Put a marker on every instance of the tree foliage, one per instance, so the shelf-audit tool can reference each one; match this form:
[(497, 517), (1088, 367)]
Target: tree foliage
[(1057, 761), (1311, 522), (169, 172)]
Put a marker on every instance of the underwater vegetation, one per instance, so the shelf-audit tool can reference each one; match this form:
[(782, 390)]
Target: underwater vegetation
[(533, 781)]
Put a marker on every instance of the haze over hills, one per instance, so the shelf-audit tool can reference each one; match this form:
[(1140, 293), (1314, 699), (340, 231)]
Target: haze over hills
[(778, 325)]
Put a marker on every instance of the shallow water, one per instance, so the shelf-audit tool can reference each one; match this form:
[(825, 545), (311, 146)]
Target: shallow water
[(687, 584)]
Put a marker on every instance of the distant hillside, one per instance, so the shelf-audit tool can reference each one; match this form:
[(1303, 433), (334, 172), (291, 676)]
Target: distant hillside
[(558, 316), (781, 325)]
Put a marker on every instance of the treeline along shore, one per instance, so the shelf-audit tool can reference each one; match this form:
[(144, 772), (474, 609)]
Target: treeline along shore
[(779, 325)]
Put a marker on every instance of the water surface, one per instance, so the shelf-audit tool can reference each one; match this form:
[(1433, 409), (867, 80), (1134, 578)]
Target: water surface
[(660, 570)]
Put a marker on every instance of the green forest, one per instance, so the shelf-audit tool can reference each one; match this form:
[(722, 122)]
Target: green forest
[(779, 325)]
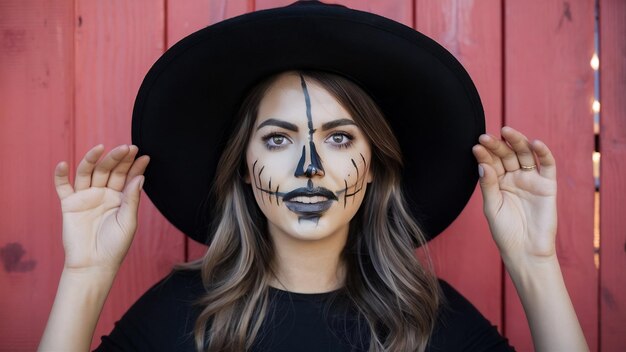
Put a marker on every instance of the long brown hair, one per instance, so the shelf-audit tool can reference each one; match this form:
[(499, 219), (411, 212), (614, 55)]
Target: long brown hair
[(389, 287)]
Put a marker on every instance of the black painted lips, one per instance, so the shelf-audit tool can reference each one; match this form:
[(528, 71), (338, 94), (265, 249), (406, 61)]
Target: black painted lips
[(309, 208)]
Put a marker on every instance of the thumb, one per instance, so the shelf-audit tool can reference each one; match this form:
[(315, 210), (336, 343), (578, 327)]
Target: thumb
[(490, 188), (130, 203)]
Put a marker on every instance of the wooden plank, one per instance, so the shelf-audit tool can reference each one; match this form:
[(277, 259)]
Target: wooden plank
[(548, 95), (36, 114), (398, 10), (116, 43), (613, 171), (472, 32), (184, 18)]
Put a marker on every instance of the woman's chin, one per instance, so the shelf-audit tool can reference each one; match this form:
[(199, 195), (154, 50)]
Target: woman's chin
[(310, 228)]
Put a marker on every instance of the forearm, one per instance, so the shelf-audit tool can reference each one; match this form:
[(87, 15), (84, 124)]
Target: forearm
[(76, 309), (551, 316)]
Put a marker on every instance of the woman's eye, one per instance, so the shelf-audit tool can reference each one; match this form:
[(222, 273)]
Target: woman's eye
[(276, 141), (342, 140)]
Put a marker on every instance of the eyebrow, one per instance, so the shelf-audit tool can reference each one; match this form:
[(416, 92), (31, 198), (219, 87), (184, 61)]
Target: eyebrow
[(337, 123), (279, 123)]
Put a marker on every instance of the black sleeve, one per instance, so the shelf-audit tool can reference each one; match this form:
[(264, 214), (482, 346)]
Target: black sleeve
[(161, 320), (461, 327)]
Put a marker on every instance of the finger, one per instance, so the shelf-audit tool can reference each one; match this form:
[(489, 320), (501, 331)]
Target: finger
[(86, 166), (62, 180), (490, 188), (127, 214), (520, 145), (103, 169), (138, 167), (546, 159), (483, 155), (501, 150), (117, 177)]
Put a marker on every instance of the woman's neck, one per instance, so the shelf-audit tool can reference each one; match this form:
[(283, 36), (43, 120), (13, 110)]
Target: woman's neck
[(308, 266)]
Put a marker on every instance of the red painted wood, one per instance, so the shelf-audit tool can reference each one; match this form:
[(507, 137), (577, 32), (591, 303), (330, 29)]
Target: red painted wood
[(549, 90), (465, 254), (184, 18), (613, 171), (398, 10), (36, 82), (116, 43)]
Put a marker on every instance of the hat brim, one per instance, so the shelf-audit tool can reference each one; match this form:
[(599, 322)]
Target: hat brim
[(185, 107)]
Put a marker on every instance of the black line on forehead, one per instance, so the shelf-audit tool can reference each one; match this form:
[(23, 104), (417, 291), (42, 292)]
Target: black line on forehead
[(315, 162), (300, 167), (307, 101)]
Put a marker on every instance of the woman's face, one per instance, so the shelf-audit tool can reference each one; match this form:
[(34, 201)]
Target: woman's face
[(308, 162)]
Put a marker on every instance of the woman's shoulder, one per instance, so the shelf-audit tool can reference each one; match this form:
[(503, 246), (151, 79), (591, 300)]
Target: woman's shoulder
[(162, 319), (461, 326)]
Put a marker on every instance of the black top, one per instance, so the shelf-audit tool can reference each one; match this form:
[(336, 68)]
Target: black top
[(163, 319)]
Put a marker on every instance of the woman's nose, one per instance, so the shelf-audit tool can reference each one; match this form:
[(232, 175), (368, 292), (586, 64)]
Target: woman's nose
[(311, 160)]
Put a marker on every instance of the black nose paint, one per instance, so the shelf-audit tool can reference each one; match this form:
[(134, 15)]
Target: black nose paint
[(315, 166)]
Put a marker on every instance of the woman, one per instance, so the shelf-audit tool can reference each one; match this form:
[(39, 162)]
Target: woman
[(310, 234)]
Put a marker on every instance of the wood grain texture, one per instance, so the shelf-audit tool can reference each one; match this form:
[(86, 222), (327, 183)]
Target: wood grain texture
[(549, 91), (36, 116), (613, 175), (398, 10), (471, 31), (116, 43), (184, 18)]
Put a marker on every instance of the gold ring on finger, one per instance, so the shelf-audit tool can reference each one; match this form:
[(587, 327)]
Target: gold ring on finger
[(528, 168)]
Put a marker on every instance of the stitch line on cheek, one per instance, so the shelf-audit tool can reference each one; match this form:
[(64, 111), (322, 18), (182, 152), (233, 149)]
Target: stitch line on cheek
[(261, 184), (345, 194), (364, 169), (357, 176)]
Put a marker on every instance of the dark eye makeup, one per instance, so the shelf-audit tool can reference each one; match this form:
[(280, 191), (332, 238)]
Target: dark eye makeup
[(338, 139)]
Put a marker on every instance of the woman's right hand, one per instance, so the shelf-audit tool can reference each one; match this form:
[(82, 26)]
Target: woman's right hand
[(100, 210)]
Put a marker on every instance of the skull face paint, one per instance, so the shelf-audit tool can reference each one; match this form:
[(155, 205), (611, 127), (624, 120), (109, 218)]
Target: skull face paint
[(308, 162)]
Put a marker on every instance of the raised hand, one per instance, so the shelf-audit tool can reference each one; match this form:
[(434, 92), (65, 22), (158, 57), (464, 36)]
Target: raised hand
[(100, 210), (518, 184)]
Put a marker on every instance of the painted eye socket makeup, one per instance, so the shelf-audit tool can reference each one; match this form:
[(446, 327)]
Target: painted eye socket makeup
[(275, 141), (340, 140)]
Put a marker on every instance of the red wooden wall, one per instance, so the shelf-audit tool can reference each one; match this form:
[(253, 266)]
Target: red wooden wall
[(69, 72)]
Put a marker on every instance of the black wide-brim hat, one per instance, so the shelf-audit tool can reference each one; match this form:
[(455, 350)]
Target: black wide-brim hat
[(187, 102)]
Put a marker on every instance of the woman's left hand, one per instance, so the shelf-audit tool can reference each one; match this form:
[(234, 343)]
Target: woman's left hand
[(518, 183)]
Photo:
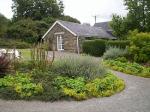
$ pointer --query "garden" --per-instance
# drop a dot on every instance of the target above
(71, 78)
(131, 56)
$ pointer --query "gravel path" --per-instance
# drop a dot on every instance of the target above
(135, 98)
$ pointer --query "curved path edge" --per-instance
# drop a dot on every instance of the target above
(134, 98)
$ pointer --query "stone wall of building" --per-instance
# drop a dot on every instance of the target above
(70, 41)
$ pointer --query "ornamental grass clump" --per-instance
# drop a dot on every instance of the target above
(114, 52)
(84, 66)
(4, 65)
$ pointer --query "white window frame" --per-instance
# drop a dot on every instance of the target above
(60, 43)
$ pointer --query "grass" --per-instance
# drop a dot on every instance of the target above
(128, 68)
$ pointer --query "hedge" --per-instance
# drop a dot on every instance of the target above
(118, 43)
(94, 47)
(9, 43)
(98, 47)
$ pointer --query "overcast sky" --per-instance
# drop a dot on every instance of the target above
(84, 10)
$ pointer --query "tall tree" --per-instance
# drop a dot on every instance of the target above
(138, 16)
(37, 9)
(3, 25)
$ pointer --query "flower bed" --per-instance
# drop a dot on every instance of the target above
(72, 78)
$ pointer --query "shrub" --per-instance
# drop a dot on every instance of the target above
(10, 43)
(117, 43)
(80, 89)
(4, 65)
(94, 47)
(129, 68)
(83, 66)
(113, 53)
(139, 46)
(50, 91)
(21, 84)
(72, 87)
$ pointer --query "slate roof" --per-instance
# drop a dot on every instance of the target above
(103, 25)
(86, 31)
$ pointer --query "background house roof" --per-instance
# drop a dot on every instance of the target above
(86, 30)
(103, 25)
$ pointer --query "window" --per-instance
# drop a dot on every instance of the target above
(60, 43)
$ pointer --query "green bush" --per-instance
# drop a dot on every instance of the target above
(10, 43)
(21, 84)
(139, 46)
(4, 65)
(113, 53)
(50, 91)
(83, 66)
(94, 47)
(129, 68)
(27, 30)
(80, 89)
(117, 43)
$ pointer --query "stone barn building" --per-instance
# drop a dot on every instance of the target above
(68, 36)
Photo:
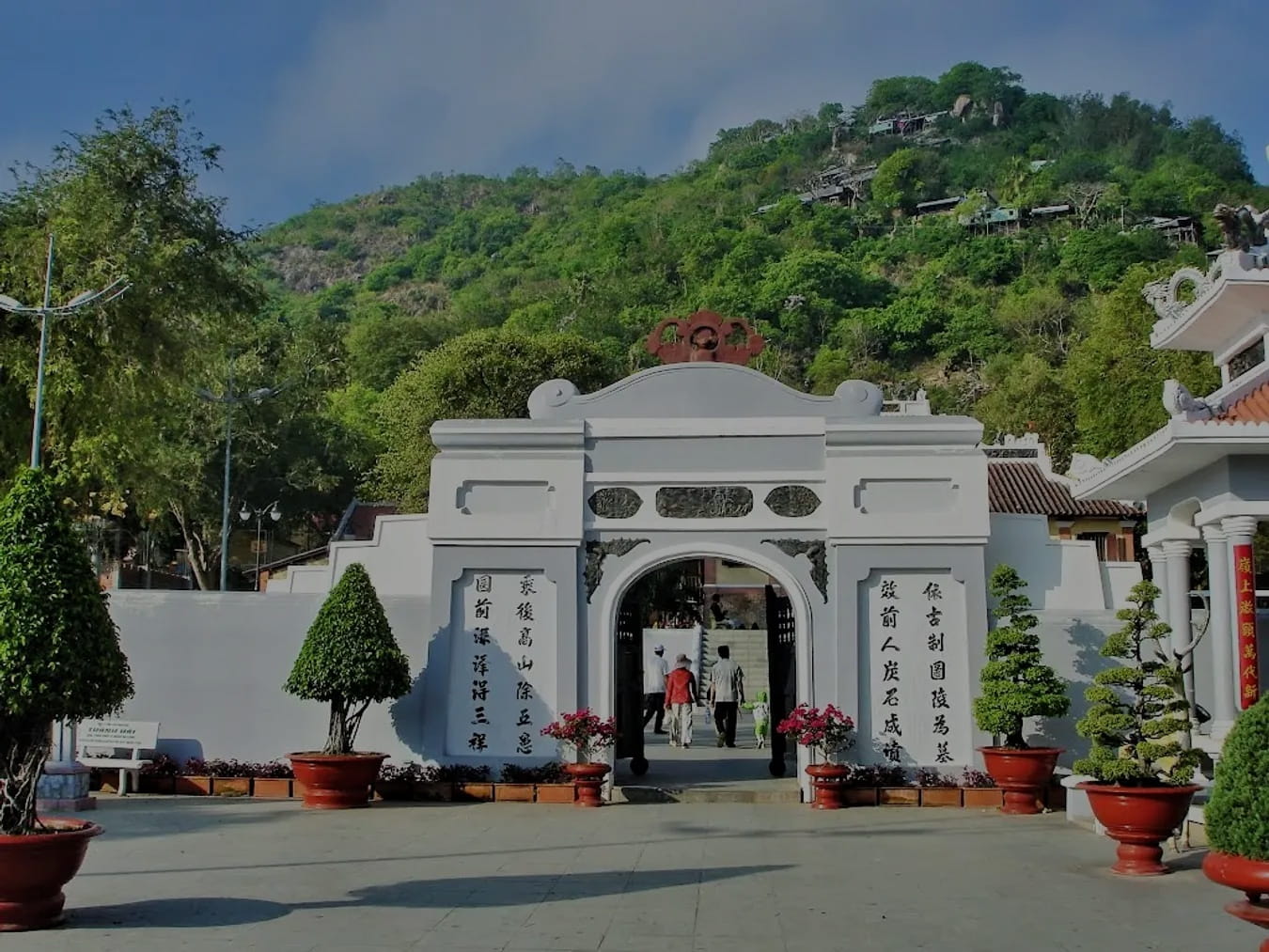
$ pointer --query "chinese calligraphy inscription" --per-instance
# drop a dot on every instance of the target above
(919, 668)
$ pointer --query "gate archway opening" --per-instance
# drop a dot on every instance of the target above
(693, 605)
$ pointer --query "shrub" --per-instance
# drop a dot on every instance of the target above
(349, 659)
(1237, 813)
(60, 655)
(1015, 681)
(1135, 711)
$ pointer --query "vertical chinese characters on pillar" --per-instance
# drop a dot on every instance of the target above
(503, 665)
(1246, 609)
(917, 668)
(891, 727)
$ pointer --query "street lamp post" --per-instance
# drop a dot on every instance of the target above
(230, 400)
(245, 514)
(65, 782)
(47, 314)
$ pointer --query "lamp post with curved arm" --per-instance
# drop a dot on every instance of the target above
(47, 314)
(231, 398)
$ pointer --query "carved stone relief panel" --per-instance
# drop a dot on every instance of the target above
(792, 502)
(704, 502)
(615, 503)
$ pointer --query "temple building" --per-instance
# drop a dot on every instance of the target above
(1203, 475)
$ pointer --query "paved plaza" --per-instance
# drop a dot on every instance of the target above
(196, 873)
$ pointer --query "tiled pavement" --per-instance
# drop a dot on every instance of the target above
(243, 875)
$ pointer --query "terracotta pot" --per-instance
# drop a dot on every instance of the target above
(941, 796)
(231, 786)
(1138, 819)
(271, 788)
(829, 782)
(899, 796)
(195, 786)
(589, 781)
(33, 869)
(1023, 774)
(337, 781)
(1247, 876)
(982, 797)
(556, 793)
(513, 792)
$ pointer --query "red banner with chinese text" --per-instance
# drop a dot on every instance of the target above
(1246, 593)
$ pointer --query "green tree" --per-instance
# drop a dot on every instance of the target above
(60, 655)
(349, 659)
(1236, 818)
(1136, 713)
(1028, 395)
(122, 201)
(1116, 377)
(1015, 681)
(482, 375)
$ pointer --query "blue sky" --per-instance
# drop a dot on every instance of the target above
(325, 100)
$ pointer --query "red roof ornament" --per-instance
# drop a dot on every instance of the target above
(704, 336)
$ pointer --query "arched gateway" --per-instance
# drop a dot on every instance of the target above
(874, 524)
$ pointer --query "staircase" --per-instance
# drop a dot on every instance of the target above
(747, 650)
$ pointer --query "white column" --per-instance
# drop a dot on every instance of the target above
(1220, 626)
(1241, 531)
(1159, 575)
(1177, 563)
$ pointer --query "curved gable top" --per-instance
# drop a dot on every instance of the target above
(700, 390)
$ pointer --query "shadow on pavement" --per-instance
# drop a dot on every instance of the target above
(462, 893)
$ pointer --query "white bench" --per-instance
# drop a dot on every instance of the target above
(118, 745)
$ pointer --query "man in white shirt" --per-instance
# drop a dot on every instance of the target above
(728, 694)
(653, 690)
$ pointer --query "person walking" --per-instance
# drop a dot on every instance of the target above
(653, 690)
(726, 694)
(681, 697)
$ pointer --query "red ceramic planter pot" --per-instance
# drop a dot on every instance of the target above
(337, 781)
(588, 779)
(33, 869)
(1138, 819)
(829, 782)
(1247, 876)
(1022, 774)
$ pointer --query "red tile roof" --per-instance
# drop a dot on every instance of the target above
(1023, 488)
(1250, 408)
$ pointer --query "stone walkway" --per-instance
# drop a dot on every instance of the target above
(243, 875)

Problem: Reproduce every line of the listing above in which the string "building" appears.

Written response:
$ pointer --query "stone wall of building" --per-instance
$ pointer --query "stone barn building" --per-instance
$ pointer --query "temple building" --per-instance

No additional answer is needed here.